Sedimentation basin designed as a circular basin in concrete construction with special scraper system

Photo: Sedimentation tank with scraper and sludge return (process: ALMA BHU BIO)

Application in practice

The aeration tank is the heart of wastewater treatment plants and plays a decisive role in the removal of organic compounds and nutrients from wastewater. Depending on the application and wastewater composition, the aeration process can be adapted:

  • Nitrification and denitrification: In many industrial applications, particularly in the chemical and food industries, nitrogen compounds such as ammonium (NH₄⁺) must be removed. In a two-stage process, microorganisms convert the ammonium into nitrate (NO₃-) (nitrification). In a further step, the nitrate is converted into nitrogen gas (N₂) and escapes into the atmosphere (denitrification).

  • Adaptation to wastewater with a high organic load: In industries such as the food and beverage industry or paper production, the wastewater often has a high organic load. The aeration tank can be adapted to these loads by increasing the aeration rate or optimizing the sludge content.

  • Combined processes: The aeration tank is often used in combination with upstream mechanical or chemical treatment processes (e.g. chemical precipitation or flotation) in order to reduce the load on the biological stage and achieve greater efficiency.

ALMA BHU BIO technology aeration basin

Photo: Classic aeration tank (process: ALMA BHU BIO)

Advantages of the aeration tank

  1. Effective organic decomposition: The aeration tank is extremely efficient at reducing organic compounds in wastewater. The targeted supply of oxygen and the biological activity of the microorganisms can bring the wastewater to the required discharge values.

  2. Flexibility and adaptability: Aeration tanks can be adapted to different wastewater volumes and compositions. This makes them versatile for both municipal wastewater treatment plants and industrial wastewater treatment plants.

  3. High purification performance for nitrogen and phosphorus: The aeration tank can be operated in such a way that nutrients such as nitrogen and phosphorus are efficiently broken down in addition to the removal of organic substances.

> **DATASET RECORDS**:
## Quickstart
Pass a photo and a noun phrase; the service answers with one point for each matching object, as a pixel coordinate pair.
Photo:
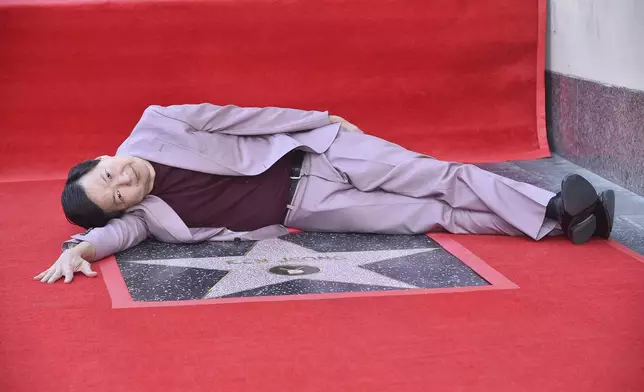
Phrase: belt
(296, 174)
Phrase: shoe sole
(581, 232)
(607, 200)
(577, 194)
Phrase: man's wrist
(83, 249)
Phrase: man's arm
(240, 121)
(95, 244)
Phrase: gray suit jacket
(223, 140)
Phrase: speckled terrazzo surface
(309, 263)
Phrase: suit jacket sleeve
(119, 234)
(239, 121)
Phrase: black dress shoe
(574, 208)
(605, 214)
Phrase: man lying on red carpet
(192, 173)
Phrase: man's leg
(323, 205)
(371, 163)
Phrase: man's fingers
(86, 268)
(68, 272)
(48, 274)
(56, 275)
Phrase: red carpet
(456, 79)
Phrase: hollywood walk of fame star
(251, 271)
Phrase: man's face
(117, 183)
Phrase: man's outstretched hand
(70, 261)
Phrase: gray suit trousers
(366, 184)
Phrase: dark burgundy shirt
(237, 203)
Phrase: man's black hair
(78, 208)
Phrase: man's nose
(123, 179)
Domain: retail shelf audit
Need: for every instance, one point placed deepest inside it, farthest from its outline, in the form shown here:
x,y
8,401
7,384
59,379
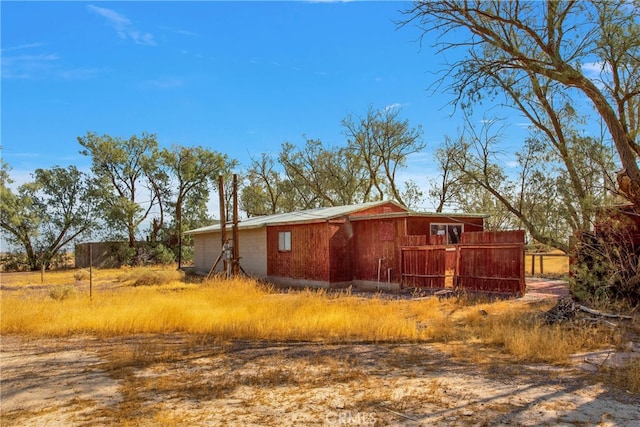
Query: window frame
x,y
447,231
284,241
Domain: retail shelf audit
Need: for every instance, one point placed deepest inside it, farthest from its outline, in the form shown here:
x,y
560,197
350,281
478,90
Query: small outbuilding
x,y
359,245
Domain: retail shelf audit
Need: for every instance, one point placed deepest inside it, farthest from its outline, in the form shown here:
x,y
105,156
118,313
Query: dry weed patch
x,y
243,309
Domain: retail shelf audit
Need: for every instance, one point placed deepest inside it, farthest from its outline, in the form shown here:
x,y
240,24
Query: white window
x,y
451,231
284,241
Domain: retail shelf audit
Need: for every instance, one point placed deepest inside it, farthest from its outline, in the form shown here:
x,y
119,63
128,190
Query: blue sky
x,y
237,77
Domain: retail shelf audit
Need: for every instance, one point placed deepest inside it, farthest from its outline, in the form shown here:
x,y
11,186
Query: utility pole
x,y
236,243
223,220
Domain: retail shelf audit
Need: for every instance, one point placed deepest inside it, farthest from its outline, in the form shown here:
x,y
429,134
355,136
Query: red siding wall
x,y
376,243
309,255
340,251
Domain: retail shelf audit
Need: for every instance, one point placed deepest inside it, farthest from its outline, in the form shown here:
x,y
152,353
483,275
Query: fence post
x,y
533,264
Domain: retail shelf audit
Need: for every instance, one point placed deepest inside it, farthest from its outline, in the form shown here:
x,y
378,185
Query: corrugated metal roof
x,y
325,214
311,215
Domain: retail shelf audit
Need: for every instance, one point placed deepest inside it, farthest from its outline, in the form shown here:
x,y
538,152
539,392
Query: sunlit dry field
x,y
163,349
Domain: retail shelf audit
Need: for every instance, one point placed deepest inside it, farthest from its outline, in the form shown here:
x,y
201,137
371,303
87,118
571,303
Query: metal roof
x,y
310,215
324,214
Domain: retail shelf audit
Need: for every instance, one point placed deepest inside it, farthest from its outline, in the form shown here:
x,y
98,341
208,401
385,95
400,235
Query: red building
x,y
359,245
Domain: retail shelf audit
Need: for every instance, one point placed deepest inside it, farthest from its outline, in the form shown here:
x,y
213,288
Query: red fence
x,y
483,261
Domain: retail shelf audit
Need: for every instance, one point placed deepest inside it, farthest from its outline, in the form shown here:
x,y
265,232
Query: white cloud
x,y
393,106
123,26
164,83
21,47
28,66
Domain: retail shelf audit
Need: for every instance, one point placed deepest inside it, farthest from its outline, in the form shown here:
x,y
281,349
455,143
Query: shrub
x,y
606,268
62,292
81,274
152,276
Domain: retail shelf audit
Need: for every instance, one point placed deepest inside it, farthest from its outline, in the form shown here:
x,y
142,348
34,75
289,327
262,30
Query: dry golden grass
x,y
555,263
244,309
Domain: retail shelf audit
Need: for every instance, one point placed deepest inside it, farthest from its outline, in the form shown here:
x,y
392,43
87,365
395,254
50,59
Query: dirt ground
x,y
185,380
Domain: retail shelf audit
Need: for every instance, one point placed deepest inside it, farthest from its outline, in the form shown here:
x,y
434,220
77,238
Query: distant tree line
x,y
559,65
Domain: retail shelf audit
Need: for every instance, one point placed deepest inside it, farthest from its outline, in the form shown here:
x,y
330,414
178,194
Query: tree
x,y
317,176
536,190
548,44
363,170
45,215
193,170
264,190
128,172
384,142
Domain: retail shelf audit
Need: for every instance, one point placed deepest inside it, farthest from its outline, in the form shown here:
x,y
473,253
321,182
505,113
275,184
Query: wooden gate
x,y
482,262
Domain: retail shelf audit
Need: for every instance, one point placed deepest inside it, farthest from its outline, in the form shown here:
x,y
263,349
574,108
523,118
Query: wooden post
x,y
90,271
533,264
236,243
223,220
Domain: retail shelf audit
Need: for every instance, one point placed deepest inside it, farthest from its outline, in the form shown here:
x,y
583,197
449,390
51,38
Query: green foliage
x,y
316,175
47,214
163,256
81,274
124,167
122,254
14,261
62,292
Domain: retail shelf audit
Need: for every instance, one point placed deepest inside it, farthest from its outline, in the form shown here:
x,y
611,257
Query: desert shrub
x,y
122,254
14,261
81,274
62,292
606,268
163,256
152,276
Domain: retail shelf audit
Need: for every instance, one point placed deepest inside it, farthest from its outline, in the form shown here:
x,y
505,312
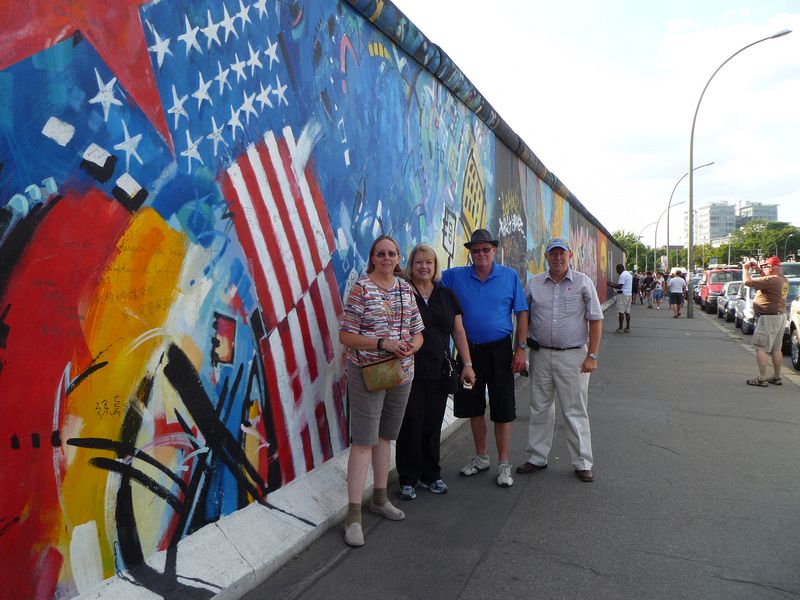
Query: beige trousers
x,y
557,376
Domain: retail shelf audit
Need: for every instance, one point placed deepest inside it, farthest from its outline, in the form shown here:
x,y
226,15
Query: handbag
x,y
451,374
383,374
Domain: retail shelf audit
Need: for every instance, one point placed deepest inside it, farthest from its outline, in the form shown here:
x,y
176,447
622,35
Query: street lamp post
x,y
636,260
690,241
666,212
669,204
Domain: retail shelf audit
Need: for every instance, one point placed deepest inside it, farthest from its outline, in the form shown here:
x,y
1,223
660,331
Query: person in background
x,y
677,288
381,319
624,287
769,306
566,324
418,443
490,294
647,288
658,289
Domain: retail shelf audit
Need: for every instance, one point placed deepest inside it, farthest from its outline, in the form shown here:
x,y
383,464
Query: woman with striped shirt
x,y
381,319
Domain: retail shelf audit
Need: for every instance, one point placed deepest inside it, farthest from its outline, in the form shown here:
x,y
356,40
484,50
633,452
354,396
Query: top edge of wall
x,y
391,21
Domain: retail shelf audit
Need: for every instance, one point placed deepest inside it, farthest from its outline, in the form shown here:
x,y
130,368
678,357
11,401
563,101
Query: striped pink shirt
x,y
392,314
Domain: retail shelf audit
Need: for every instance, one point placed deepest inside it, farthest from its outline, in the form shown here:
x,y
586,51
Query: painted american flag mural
x,y
187,189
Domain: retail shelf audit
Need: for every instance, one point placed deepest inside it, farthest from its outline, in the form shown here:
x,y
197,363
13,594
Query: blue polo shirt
x,y
487,305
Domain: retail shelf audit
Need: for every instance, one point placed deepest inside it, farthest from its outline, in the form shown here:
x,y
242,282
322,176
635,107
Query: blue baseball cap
x,y
558,243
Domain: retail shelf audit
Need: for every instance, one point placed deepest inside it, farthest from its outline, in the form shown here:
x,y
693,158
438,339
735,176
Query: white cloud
x,y
604,94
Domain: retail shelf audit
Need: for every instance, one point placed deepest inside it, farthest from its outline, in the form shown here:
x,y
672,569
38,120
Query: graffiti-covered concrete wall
x,y
187,188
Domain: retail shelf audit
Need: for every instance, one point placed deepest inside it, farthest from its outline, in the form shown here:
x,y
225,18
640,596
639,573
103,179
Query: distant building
x,y
712,221
747,211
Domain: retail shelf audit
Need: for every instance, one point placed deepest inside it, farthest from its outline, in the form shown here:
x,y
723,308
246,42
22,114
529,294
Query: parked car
x,y
698,281
714,280
726,302
794,294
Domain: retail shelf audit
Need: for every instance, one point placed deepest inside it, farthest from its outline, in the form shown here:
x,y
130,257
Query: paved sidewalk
x,y
696,493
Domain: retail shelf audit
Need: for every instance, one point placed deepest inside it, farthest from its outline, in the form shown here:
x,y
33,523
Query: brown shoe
x,y
528,467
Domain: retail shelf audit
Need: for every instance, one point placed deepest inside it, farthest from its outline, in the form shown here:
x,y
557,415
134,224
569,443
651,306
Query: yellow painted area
x,y
130,302
378,11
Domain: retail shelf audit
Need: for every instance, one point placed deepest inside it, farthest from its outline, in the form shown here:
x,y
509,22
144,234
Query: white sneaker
x,y
504,475
475,465
387,511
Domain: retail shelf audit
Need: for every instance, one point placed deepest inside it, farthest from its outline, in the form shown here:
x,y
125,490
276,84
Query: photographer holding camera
x,y
769,306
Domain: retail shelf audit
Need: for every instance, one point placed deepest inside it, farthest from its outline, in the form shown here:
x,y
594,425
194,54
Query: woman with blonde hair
x,y
381,321
419,439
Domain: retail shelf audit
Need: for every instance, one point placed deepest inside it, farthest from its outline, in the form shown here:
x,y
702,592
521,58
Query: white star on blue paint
x,y
161,47
177,107
128,146
191,152
105,95
189,37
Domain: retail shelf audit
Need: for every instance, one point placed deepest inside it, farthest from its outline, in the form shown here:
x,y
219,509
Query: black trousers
x,y
417,454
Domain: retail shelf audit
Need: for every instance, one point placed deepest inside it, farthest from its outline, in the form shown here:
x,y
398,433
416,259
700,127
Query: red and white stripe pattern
x,y
282,223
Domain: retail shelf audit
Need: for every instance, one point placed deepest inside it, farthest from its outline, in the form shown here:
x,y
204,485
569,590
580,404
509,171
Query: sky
x,y
604,92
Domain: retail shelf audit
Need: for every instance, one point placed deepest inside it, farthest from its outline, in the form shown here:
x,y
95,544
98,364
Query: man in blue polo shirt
x,y
489,294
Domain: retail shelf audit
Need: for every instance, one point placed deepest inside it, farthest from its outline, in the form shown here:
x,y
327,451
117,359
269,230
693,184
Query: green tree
x,y
632,246
765,238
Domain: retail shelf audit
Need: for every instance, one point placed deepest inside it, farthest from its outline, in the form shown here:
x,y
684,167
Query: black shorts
x,y
492,365
676,298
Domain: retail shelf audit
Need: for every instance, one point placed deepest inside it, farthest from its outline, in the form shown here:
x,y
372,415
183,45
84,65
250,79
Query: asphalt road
x,y
697,493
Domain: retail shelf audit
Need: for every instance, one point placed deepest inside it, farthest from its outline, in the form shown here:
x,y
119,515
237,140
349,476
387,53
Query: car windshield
x,y
790,269
725,276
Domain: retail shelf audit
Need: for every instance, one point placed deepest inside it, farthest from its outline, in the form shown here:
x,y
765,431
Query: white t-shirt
x,y
626,279
677,285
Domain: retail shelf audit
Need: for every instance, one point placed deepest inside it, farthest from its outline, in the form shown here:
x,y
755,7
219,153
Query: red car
x,y
712,284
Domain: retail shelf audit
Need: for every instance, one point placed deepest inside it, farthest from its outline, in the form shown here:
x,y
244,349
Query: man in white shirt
x,y
624,287
677,288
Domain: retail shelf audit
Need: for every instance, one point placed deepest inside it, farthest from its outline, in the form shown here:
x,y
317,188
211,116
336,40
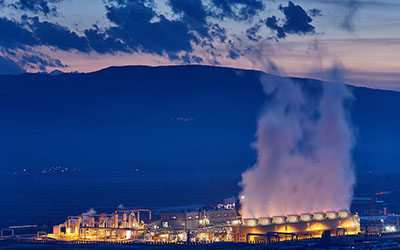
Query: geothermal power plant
x,y
215,225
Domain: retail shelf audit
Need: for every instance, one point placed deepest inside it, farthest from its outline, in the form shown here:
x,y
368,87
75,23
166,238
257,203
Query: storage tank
x,y
319,216
306,217
331,215
292,218
264,221
250,222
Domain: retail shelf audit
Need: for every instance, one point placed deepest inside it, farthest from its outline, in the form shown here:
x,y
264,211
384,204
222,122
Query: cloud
x,y
272,23
14,35
352,7
55,35
314,12
36,6
101,43
194,14
252,33
8,66
296,21
238,10
143,30
40,62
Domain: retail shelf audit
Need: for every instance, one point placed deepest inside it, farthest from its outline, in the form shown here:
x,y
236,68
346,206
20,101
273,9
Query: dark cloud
x,y
233,55
101,43
239,10
14,35
40,62
8,66
217,32
252,33
142,29
194,14
314,12
352,7
296,21
35,6
272,23
58,36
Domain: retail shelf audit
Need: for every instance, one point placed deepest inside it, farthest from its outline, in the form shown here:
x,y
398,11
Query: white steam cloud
x,y
303,145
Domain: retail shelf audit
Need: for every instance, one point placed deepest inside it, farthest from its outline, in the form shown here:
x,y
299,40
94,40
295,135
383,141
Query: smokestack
x,y
304,142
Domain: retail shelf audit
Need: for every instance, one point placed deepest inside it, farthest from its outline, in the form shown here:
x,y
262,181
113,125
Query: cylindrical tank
x,y
306,217
331,215
292,218
278,220
264,221
124,220
319,216
250,222
344,214
115,220
91,221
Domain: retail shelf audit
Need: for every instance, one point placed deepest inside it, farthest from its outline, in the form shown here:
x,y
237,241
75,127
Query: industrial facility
x,y
213,225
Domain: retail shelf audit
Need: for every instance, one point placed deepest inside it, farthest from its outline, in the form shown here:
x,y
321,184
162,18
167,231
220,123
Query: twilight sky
x,y
359,40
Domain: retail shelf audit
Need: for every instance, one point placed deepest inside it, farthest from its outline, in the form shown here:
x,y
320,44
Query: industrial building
x,y
202,226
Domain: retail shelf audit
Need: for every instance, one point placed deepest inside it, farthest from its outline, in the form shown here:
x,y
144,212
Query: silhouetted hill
x,y
166,121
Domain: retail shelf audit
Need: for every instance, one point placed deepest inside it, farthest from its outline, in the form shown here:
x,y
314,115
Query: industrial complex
x,y
212,225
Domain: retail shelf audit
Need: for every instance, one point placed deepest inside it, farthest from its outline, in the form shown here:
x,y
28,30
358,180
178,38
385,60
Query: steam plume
x,y
304,142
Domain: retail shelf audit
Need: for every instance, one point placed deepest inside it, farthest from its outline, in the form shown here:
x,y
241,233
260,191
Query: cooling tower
x,y
300,226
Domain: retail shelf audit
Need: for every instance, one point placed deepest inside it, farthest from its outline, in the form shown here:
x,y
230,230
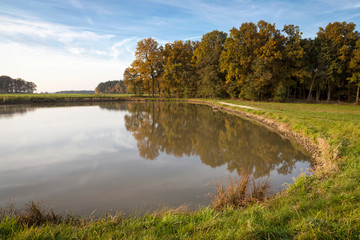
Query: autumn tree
x,y
238,56
116,86
148,56
132,81
10,85
292,60
206,57
178,69
337,41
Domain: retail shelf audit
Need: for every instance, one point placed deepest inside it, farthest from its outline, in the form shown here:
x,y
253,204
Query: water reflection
x,y
8,111
218,138
81,157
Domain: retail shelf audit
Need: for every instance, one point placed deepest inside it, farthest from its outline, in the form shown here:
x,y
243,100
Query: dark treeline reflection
x,y
8,111
218,138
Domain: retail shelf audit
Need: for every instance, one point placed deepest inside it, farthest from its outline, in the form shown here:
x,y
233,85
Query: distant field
x,y
38,98
324,205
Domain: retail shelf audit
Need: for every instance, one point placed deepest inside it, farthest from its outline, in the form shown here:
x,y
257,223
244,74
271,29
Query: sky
x,y
76,44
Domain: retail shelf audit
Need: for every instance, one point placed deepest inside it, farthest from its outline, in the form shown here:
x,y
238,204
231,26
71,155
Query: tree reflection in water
x,y
218,138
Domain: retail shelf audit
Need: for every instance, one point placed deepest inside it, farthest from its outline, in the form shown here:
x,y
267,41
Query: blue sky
x,y
75,44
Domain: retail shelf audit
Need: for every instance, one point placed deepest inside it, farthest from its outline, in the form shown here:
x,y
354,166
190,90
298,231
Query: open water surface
x,y
133,156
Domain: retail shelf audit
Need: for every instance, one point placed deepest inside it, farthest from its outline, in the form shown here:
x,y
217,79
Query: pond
x,y
133,157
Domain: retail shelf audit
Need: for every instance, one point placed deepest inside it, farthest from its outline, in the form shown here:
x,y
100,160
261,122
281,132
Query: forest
x,y
114,86
255,62
9,85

> **TASKS TO PERFORM**:
**A.** Retype the stretch of the aeration tank article above from "Advantages of the" through "of organic substances.".
**B.** Extend the aeration tank article above, picking up right after its final sentence.

> **RESPONSES TO THE TASKS**:
**A.**
Advantages of the aeration tank

  1. Effective organic decomposition: The aeration tank is extremely efficient at reducing organic compounds in wastewater. The targeted supply of oxygen and the biological activity of the microorganisms can bring the wastewater to the required discharge values.

  2. Flexibility and adaptability: Aeration tanks can be adapted to different wastewater volumes and compositions. This makes them versatile for both municipal wastewater treatment plants and industrial wastewater treatment plants.

  3. High purification performance for nitrogen and phosphorus: The aeration tank can be operated in such a way that nutrients such as nitrogen and phosphorus are efficiently broken down in addition to the removal of organic substances.

**B.**
  4. Cost-efficient: Compared to other biological treatment methods, the activated sludge tank offers a good ratio of purification performance to operating costs, especially for large volumes of wastewater.

Challenges of the aeration tank

  1. High energy requirement: The supply of oxygen via ventilation systems causes considerable energy consumption. It is therefore important to control ventilation efficiently in order to avoid unnecessary energy consumption.

  2. Sensitivity to toxic influences: Certain chemicals and toxic compounds in wastewater can damage the microorganisms in the aeration tank and impair the purification process. It is therefore necessary to identify and treat potentially harmful substances at an early stage.

  3. Sludge formation and disposal: Disposal of the excess sludge produced in the aeration tank requires suitable dewatering and disposal methods, which can result in additional operating costs.

Conclusion

The aeration tank is a central component of the biological wastewater treatment and offers an efficient solution for removing organic contaminants and eliminating nitrogen and phosphorus. Thanks to its flexibility and high purification performance, it is widely used in municipal wastewater treatment as well as in various industries. Despite some challenges, such as high energy requirements and the need for precise control of operating parameters, the aeration tank remains a key technology for sustainable and efficient wastewater treatment.